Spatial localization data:
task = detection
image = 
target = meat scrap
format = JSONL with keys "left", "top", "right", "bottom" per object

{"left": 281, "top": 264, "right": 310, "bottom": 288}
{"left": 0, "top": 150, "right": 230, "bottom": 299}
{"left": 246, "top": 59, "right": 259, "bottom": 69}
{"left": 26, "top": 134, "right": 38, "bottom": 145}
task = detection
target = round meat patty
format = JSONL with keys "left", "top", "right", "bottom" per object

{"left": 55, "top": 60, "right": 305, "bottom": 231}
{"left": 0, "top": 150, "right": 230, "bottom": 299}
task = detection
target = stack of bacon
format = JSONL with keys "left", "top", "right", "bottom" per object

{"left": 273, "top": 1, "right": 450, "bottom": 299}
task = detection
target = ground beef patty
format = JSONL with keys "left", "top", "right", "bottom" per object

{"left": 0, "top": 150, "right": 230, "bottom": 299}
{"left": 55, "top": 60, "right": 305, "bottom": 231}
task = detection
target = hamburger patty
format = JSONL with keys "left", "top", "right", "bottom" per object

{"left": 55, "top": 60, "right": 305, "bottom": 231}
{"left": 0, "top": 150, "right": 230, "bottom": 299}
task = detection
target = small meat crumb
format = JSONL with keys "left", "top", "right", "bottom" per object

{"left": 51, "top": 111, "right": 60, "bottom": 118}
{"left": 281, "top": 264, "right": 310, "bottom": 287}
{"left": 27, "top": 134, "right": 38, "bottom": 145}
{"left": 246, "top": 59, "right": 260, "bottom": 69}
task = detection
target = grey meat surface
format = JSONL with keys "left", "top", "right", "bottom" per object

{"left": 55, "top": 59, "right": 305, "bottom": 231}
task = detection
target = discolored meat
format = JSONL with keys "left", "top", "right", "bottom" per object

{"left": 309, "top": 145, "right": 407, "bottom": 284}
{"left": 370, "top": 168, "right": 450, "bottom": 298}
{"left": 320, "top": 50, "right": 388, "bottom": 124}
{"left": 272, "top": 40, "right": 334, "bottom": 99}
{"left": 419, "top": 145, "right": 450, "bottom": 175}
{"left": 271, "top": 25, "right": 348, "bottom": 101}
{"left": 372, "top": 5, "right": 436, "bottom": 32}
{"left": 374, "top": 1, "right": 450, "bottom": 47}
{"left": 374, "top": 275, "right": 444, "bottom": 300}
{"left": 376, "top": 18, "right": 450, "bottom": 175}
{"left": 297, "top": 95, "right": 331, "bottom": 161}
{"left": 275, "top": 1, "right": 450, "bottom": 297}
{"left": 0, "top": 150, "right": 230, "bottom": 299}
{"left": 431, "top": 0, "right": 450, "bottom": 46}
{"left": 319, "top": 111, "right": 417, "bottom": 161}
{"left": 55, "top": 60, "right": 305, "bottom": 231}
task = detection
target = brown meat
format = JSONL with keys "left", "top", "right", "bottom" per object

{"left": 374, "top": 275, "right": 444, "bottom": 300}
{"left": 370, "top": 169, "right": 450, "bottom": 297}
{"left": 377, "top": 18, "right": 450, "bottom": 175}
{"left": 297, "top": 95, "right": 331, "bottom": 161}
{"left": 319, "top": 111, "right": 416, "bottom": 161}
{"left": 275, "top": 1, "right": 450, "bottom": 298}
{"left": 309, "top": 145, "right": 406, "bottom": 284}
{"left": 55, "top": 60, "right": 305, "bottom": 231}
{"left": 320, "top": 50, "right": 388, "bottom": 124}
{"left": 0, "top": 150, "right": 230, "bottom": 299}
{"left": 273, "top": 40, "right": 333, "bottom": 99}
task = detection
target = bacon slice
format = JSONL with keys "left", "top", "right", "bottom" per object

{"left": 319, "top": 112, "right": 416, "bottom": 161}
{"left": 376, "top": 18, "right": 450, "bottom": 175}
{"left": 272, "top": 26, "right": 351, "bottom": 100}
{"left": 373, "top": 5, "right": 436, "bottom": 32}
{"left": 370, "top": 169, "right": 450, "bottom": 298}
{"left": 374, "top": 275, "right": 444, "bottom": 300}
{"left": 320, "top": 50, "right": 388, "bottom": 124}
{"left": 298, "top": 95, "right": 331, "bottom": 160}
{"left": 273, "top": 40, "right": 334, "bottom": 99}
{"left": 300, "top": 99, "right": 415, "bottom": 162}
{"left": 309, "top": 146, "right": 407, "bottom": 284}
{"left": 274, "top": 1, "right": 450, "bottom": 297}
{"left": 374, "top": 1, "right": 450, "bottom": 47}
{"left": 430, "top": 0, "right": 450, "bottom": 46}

### YOUR TASK
For this exercise, repeat exactly the lines of the data above from the one with "target = grey meat surface" down to the one with "target = discolored meat", both end lines included.

### EXERCISE RESULT
target = grey meat surface
format = JSONL with keys "left", "top", "right", "bottom" per object

{"left": 55, "top": 59, "right": 305, "bottom": 231}
task = detection
target = discolored meat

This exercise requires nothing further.